---- Provided data

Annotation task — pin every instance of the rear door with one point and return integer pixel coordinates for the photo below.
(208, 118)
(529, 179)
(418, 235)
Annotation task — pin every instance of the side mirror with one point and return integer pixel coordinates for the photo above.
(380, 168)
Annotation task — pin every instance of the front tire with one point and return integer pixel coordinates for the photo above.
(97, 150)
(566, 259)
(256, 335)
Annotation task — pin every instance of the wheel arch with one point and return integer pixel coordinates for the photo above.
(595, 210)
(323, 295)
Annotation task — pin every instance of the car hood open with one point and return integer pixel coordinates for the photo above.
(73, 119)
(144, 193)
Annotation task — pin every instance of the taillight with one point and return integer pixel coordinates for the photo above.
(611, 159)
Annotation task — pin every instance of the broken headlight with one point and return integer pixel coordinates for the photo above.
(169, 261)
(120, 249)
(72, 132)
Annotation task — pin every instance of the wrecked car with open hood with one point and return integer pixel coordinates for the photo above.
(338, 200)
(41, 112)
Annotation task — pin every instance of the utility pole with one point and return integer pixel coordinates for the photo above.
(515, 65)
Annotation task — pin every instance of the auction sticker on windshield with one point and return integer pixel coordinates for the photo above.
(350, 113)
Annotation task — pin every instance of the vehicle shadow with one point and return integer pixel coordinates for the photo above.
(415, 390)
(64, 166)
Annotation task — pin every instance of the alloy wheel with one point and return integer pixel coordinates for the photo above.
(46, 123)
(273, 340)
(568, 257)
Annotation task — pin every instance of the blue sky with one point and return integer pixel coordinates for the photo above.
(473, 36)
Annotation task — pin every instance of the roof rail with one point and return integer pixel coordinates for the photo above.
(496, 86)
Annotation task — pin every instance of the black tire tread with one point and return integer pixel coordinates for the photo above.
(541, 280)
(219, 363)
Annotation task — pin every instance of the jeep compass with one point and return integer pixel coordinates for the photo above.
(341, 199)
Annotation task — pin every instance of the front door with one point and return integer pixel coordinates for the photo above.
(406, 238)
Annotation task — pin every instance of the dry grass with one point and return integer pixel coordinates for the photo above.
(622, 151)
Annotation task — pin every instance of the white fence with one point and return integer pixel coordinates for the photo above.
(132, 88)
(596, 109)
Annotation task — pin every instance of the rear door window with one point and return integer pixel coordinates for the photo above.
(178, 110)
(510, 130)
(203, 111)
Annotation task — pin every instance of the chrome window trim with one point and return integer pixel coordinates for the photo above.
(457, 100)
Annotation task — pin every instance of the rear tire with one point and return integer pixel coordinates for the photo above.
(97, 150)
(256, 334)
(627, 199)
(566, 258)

--------
---- Provided data

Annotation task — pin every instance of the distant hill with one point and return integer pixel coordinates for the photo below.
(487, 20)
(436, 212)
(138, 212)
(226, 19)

--------

* Your goal *
Return each line of the records above that contains the word "open".

* Exercise output *
Annotation task — pin every instance of the car hood open with one point and return integer pixel coordinates for the photo above.
Annotation task — pin every instance of the wrecked car with open hood with one point and return integer pixel coordinates for the photo above.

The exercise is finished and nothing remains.